▶ [What you should do] Copy each of these records word for word, reproducing every line exactly as it appears.

▶ [Provided information]
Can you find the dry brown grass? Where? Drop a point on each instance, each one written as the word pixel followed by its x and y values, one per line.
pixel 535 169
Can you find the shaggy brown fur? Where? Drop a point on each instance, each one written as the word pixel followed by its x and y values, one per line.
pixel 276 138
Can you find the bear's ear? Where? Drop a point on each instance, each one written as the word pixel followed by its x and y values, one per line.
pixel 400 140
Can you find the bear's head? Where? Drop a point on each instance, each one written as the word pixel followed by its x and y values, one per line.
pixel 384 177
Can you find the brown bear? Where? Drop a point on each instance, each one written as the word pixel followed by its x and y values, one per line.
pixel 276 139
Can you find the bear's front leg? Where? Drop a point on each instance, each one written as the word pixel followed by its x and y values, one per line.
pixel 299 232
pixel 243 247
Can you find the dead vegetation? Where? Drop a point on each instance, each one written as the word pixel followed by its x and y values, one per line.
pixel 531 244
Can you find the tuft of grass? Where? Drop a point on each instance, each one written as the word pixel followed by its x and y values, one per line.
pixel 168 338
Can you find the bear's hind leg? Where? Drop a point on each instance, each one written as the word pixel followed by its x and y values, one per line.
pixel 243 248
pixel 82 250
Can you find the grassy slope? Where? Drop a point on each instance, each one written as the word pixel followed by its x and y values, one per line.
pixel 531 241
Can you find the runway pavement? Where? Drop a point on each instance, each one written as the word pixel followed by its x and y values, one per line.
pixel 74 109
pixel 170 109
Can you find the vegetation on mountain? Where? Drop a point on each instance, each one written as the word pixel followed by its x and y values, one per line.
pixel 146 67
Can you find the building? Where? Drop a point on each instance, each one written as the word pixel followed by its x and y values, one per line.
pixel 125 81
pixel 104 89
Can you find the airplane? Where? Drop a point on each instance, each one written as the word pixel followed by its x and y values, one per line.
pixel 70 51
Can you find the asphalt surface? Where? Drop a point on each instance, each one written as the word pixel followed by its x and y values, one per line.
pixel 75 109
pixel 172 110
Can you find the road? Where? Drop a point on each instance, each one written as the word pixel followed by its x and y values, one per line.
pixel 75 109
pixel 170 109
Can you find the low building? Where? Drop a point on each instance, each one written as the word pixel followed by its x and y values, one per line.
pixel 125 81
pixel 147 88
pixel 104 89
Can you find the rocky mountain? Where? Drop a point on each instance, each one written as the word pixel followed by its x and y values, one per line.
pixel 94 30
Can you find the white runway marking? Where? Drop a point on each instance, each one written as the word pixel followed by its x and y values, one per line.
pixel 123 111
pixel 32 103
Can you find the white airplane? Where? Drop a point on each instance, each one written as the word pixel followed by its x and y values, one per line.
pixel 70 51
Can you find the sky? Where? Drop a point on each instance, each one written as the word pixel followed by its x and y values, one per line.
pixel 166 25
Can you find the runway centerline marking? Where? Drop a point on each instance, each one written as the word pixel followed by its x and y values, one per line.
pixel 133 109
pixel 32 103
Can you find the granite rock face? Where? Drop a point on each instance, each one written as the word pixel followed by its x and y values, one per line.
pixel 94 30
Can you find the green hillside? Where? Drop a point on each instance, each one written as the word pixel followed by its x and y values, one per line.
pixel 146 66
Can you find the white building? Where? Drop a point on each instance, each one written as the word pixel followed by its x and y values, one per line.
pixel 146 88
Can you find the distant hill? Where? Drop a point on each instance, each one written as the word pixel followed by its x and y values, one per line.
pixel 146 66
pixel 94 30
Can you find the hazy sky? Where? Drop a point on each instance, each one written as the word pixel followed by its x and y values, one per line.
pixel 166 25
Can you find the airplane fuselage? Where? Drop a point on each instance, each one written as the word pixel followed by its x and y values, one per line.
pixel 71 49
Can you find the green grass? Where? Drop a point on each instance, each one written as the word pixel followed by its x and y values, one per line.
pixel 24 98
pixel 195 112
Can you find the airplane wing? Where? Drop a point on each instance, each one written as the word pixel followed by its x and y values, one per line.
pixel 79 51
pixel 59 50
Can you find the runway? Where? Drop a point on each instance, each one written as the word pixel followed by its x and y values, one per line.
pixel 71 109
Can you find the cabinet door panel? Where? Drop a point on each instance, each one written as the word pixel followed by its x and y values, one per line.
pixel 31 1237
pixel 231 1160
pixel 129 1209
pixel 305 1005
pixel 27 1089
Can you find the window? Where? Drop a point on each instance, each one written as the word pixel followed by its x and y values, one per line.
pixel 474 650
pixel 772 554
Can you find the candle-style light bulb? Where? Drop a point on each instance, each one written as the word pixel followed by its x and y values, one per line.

▶ [Response to this task]
Can you find the dry brown grass? Where? Drop a point on each instance, each one written as the word pixel followed by its x and y values, one per line.
pixel 535 169
Can you find the shaggy brown fur? Where? Drop a point on each instance, each one written as the word pixel followed by its x and y values, one per line.
pixel 276 138
Can you find the bear's ear? Where? Drop a point on each instance, each one written as the word pixel followed by its x and y values, one per line.
pixel 400 140
Can you find the bear's head? Where? Drop a point on each instance, each one written as the word pixel followed by its x and y values, one per line.
pixel 384 177
Can you find the brown bear? Where? Drop a point on each instance, each one written as the word pixel followed by its x and y values, one per line.
pixel 276 139
Can you find the bear's front leg? Where? Drop a point on each instance, each one written as the word pixel followed by its x and y values, one per line.
pixel 299 232
pixel 243 247
Can you find the dead vegetation? Where? Drop a point on each instance, each one written as the word pixel followed by its x and y values, one per line.
pixel 531 244
Can you find the tuft of grass? Where? Drop a point on each instance, each one written as the word pixel followed by its x and y values, one per line.
pixel 168 338
Can you find the bear's hind leg? Where? Drop a point on each instance, each one written as the word pixel followed by its x and y values, one per line.
pixel 243 248
pixel 82 250
Can you find the grassy slope? Where? Drop a point on each instance, each one written as the word pixel followed by its x and y values, one per line.
pixel 531 241
Can you find the runway pavement? Where? Drop a point on each instance, each one written as the word pixel followed by its x and y values, one per line.
pixel 74 109
pixel 170 109
Can you find the vegetation on mountain? Where? Drop a point on each instance, each one written as the word pixel followed by its x and y values, one per line.
pixel 146 67
Can you find the building? Where? Drop a point on each instance, each one written as the word pixel followed by its x and y values, one per line.
pixel 125 81
pixel 104 89
Can you find the airplane? Where? Drop a point on each instance, each one written as the word pixel followed by its x and y values, one per line.
pixel 70 51
Can you find the asphalt surface? Where? Drop a point on each instance, each one written as the word pixel followed by its x and y values, one per line.
pixel 75 109
pixel 172 110
Can you find the road? Where? Drop a point on each instance, each one written as the word pixel followed by its x and y values, one per line.
pixel 75 109
pixel 170 109
Can you find the low building? Where? Drop a point on each instance, each one written as the word pixel followed by its x and y values, one per line.
pixel 125 81
pixel 147 88
pixel 104 89
Can you find the rocky mountain? Where? Drop a point on each instance, each one written as the word pixel followed by its x and y values, one per line.
pixel 94 30
Can you find the white runway marking? Where? Drop a point on each instance, each one written as the word pixel followed by its x and y values, one per line.
pixel 123 111
pixel 32 103
Can you find the white airplane? Where? Drop a point on each instance, each one written as the word pixel followed by its x and y values, one per line.
pixel 70 51
Can you find the sky? Where? Drop a point on each instance, each one written as the word pixel followed by its x and y values, one per line.
pixel 166 25
Can you find the runway centerline marking? Where? Drop a point on each instance, each one written as the word pixel followed by its x and y values, one per line.
pixel 133 109
pixel 32 103
Can you find the granite rock face? Where? Drop a point on each instance, each one written as the word pixel followed by its x and y values, one per line.
pixel 94 30
Can you find the green hillside? Where? Drop a point on each instance, each one written as the word pixel followed by its x and y values, one per line.
pixel 146 66
Can you find the white building? Where? Drop a point on each instance, each one written as the word pixel followed by its x and y values, one per line.
pixel 146 88
Can you find the distant hill? Where? Drop a point on each instance, each one written as the word pixel followed by its x and y values, one per line.
pixel 146 66
pixel 94 30
Can you find the hazy sky? Where? Drop a point on each instance, each one written as the word pixel followed by its x and y values, one per line.
pixel 166 25
Can you find the airplane fuselage? Where? Drop a point on each instance, each one written as the word pixel followed by its x and y values, one per line.
pixel 71 49
Can you find the green grass? Where? Drop a point on each instance, each one written as the word pixel followed by its x and y values, one per line.
pixel 24 98
pixel 195 112
Can you find the airplane wing? Where? Drop a point on each instance, each one written as the word pixel followed by its x and y values, one per line.
pixel 79 51
pixel 59 50
Can you find the runway? Where? Drop a point on each instance, each one written as the word pixel followed by its x and y values, one per line.
pixel 71 109
Can you find the cabinet door panel? Where? Drop a point on each instance, each one written as the word pixel followed by its x and y values, one per line.
pixel 31 1237
pixel 231 1160
pixel 129 1209
pixel 305 1005
pixel 27 1089
Can you find the window? Where? Drop a point on each instance, each one written as the word pixel followed by its x and y values, one per line.
pixel 474 650
pixel 772 554
Can you find the candle-style light bulb? Where? Drop a point on each instance, each one written as the word pixel followed by its x and y values, one per line.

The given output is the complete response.